Data records
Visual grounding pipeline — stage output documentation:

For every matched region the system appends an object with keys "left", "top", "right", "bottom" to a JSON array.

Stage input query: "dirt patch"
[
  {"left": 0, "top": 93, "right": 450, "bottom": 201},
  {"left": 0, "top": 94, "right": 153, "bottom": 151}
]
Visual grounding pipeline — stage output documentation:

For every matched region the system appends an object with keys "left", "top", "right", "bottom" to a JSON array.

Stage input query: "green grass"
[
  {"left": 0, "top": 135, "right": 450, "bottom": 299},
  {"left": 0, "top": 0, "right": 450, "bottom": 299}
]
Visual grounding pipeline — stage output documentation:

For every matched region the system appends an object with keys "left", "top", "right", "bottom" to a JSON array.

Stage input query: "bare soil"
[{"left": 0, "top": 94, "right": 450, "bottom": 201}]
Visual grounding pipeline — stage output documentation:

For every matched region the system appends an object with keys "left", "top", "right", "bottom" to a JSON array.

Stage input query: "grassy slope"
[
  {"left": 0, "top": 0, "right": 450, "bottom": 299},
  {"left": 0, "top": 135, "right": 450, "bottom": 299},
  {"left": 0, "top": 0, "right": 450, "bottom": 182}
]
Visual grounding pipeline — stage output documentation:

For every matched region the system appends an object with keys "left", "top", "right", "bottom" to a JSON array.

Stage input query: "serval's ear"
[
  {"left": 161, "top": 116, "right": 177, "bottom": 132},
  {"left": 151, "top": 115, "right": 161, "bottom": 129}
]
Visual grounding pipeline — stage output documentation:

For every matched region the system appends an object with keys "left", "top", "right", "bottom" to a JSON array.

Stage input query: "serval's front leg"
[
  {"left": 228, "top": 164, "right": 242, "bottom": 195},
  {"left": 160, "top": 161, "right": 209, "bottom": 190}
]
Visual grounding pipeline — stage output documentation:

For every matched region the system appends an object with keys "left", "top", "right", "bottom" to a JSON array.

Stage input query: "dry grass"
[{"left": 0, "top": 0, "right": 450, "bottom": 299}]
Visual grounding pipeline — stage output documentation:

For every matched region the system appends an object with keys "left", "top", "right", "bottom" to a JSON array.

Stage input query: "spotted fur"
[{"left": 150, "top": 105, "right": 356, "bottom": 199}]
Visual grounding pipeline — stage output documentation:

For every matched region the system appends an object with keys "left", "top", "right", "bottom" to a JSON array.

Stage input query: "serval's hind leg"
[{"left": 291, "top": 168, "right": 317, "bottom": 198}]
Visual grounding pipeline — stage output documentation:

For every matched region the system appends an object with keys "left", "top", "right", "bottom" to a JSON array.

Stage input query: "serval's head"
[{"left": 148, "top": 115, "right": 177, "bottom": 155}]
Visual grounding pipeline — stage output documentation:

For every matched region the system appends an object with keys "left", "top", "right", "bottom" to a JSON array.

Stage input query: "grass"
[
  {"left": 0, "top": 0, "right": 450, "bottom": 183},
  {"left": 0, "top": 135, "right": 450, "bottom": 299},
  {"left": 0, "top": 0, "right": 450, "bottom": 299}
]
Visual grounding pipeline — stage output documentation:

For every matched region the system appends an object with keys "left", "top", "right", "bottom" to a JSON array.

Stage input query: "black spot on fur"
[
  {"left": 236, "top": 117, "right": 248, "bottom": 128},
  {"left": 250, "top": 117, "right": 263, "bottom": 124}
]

▶ [WHAT TO WORK ON]: Please state how many lines in the records above contain the string "input", where case counts, and give only the number.

▶ [TASK ANSWER]: 12